» What is needed
Reproduce exactly, from the data that follows, the line with "Report one point per instance of the hooded", the line with "Report one point per instance of the protester", and every line that lies between them.

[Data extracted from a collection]
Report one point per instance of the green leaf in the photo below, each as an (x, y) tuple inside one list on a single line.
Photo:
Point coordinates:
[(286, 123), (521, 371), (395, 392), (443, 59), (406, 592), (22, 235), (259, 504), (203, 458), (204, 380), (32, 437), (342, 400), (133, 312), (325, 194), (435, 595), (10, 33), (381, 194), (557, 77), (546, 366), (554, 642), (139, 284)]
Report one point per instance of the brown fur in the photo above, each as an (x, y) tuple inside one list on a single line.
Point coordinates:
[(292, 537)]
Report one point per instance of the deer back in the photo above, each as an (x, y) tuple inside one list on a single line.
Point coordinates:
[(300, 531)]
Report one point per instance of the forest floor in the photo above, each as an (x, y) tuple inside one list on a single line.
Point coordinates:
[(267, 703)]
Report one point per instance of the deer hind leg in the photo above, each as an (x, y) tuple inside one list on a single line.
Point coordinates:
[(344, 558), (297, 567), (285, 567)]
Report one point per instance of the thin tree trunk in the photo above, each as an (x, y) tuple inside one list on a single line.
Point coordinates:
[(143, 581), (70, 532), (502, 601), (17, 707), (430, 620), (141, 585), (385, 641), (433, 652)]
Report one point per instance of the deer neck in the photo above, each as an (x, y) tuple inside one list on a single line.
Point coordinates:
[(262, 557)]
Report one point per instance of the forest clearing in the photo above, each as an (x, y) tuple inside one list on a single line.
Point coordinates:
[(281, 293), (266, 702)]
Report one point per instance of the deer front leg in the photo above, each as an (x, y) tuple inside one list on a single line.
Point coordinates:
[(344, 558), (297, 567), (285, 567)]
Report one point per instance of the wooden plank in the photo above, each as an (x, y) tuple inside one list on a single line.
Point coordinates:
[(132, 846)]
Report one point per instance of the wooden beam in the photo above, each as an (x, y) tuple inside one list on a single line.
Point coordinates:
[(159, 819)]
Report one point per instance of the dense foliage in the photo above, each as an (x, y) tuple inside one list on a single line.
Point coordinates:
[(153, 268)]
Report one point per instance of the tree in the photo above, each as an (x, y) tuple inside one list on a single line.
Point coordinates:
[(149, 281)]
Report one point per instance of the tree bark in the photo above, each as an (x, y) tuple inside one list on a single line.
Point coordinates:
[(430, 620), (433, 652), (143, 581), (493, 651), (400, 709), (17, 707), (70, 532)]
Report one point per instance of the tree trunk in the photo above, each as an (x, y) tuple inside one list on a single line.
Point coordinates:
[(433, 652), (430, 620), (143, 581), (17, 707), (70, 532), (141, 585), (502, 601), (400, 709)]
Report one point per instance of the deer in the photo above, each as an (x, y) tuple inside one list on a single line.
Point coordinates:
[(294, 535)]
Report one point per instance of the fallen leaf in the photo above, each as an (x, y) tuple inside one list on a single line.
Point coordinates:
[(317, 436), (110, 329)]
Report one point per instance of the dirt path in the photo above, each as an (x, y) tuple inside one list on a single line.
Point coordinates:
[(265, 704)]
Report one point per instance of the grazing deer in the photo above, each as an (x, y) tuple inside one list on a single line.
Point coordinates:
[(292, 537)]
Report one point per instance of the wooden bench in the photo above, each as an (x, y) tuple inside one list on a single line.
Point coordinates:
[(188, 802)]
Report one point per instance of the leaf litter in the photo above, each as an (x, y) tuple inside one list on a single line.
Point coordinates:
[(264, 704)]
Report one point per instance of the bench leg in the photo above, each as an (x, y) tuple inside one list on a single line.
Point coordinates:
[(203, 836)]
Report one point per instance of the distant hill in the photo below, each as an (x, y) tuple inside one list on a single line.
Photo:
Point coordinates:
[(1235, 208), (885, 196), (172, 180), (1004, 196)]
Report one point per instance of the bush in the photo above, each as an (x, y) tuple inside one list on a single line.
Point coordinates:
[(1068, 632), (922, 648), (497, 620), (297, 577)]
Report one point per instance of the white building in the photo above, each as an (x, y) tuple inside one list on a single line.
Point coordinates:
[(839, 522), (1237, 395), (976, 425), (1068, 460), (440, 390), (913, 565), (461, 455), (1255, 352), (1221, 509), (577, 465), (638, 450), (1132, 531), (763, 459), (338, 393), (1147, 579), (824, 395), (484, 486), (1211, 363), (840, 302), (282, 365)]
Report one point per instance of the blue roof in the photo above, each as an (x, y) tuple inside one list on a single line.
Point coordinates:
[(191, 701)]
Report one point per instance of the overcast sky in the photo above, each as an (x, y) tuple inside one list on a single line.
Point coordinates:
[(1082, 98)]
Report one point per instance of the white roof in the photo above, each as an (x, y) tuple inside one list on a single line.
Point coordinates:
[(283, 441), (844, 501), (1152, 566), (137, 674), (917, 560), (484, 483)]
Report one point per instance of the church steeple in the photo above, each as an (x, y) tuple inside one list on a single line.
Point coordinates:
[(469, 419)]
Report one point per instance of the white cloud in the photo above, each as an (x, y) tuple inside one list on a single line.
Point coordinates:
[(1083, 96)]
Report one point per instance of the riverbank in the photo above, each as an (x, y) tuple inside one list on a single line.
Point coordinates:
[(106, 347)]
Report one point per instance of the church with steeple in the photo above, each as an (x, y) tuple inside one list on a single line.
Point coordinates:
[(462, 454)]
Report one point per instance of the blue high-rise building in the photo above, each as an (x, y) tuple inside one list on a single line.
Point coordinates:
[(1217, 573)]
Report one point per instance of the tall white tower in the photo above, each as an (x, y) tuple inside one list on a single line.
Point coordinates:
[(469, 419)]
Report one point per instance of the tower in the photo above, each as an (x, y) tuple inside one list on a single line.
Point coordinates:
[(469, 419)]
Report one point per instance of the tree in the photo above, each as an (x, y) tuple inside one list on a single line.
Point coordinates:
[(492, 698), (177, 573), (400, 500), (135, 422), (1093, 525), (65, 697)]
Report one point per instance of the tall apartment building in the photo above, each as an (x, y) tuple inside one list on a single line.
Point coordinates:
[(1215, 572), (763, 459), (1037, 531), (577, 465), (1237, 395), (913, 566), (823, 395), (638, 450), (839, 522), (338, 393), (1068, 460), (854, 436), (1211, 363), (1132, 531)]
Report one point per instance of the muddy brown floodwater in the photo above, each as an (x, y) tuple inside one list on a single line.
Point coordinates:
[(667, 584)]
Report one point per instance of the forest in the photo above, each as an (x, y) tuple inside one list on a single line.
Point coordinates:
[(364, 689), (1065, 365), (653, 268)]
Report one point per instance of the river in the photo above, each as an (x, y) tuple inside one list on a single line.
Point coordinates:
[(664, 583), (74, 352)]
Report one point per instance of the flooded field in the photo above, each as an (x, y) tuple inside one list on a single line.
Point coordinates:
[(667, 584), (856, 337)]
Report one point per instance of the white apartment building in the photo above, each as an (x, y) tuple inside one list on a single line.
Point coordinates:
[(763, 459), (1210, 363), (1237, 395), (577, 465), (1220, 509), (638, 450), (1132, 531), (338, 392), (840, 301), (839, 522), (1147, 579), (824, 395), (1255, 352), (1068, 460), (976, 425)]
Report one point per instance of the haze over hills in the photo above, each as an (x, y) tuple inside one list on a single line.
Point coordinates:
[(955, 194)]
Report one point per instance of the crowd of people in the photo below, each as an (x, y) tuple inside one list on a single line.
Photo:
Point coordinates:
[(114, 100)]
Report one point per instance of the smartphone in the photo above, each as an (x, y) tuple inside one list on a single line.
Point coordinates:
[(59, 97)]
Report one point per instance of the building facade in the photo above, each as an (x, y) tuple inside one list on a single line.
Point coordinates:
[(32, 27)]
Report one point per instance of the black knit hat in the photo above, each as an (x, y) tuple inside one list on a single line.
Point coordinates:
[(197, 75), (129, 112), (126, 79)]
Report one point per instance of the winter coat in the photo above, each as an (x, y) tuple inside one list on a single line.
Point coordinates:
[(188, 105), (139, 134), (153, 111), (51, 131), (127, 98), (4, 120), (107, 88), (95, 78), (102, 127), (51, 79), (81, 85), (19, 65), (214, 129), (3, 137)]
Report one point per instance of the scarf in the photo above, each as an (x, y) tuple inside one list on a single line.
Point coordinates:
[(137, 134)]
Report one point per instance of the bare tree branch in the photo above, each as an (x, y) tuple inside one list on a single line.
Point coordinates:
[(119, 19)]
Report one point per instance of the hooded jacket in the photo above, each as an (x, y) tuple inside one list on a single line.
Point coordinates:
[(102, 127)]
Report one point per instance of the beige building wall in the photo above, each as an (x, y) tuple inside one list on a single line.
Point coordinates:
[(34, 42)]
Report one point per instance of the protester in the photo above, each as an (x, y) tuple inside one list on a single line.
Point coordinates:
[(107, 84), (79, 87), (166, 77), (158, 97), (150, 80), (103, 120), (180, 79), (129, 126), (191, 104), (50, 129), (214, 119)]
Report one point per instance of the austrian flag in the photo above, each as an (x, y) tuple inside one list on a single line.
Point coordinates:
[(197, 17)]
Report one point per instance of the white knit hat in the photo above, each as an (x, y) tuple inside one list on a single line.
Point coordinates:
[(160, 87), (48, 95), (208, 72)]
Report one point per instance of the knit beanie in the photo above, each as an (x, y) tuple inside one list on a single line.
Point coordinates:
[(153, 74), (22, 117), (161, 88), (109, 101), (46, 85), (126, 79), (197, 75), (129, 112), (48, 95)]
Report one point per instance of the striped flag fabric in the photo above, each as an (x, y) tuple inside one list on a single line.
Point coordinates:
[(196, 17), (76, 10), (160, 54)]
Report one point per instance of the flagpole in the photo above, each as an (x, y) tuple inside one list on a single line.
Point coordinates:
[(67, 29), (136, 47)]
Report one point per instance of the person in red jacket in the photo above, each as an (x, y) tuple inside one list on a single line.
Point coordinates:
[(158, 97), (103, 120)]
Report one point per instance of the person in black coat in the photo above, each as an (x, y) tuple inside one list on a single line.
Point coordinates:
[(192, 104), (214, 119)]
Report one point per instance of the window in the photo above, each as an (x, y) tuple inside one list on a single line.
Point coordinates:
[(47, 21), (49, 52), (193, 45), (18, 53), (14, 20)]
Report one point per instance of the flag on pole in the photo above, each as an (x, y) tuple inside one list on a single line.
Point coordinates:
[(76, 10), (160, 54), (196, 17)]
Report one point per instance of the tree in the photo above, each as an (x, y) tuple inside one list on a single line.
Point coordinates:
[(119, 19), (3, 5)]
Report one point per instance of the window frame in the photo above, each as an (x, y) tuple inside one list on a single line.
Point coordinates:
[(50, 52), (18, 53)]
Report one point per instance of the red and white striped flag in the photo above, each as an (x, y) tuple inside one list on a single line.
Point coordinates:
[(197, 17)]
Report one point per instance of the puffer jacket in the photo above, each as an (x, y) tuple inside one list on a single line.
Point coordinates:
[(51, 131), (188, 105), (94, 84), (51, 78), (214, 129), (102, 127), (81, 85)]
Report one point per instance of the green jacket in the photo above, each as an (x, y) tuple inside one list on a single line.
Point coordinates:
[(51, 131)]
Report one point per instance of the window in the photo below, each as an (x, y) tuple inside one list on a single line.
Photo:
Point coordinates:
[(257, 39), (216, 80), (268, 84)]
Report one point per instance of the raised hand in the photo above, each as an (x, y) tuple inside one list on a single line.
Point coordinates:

» Result of this exercise
Report one point per instance of the hooded jacket in the photo above, each as an (x, y) tuple inside one list on a single line.
Point coordinates:
[(102, 127)]
Report one point per instance of the beige building wall in the photo above, each as an (x, y) tuple inside one list on a single line.
Point coordinates:
[(34, 42)]
Report one point per instance of the protester in the photo above, each as an (x, y) tuple inside one list on a single line.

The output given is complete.